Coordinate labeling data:
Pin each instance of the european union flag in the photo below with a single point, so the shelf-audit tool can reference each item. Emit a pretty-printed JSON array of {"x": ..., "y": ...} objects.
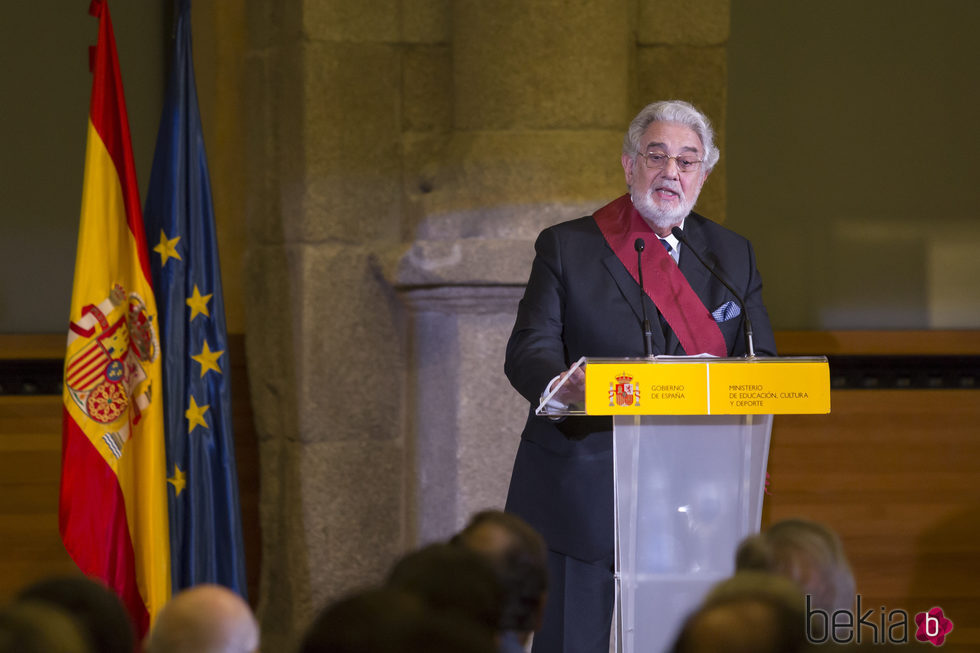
[{"x": 205, "y": 517}]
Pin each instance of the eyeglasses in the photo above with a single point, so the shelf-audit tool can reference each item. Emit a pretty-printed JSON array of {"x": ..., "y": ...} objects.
[{"x": 658, "y": 161}]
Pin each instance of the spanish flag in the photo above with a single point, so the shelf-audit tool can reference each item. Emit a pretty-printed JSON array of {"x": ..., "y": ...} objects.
[{"x": 113, "y": 507}]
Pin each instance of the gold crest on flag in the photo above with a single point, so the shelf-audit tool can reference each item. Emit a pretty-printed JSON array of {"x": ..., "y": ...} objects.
[{"x": 110, "y": 347}]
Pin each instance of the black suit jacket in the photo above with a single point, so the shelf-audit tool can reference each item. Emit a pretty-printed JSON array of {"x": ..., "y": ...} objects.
[{"x": 581, "y": 301}]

▸ Exercise brief
Quote every item above word for word, leaving out the pictures.

▸ Solution for this task
Pin each instance of the european union flag in the photo below with a single point, so the shelf-audit tool can reference each item. Emit a pretty-printed JSON array of {"x": ..., "y": ...} objects.
[{"x": 205, "y": 517}]
Pin each instance of the eyeglasses in the photo above with a single point, so the shelf-audit tool can reference each item. Emit a pretty-printed JSON array of {"x": ..., "y": ...} objects.
[{"x": 658, "y": 161}]
Pin each instance of the spanish flag in the photo above with a single point, so the shelf-audit tool can reference each item. Emit a pretty-printed JSON array of {"x": ..., "y": ...} objects.
[{"x": 113, "y": 507}]
Pin each instance of the gold crest on flag in the photo above with a single point, so the shelf-audit tool can reference each item. Emit a pretty-printed JSON array of {"x": ..., "y": ...} objects.
[{"x": 110, "y": 347}]
Pin each instance of the black suit jacket in the photo above with a single point, so the shelf-audit tool can reference each item. Emit a pretty-printed JSON array of {"x": ..., "y": ...} objects.
[{"x": 581, "y": 301}]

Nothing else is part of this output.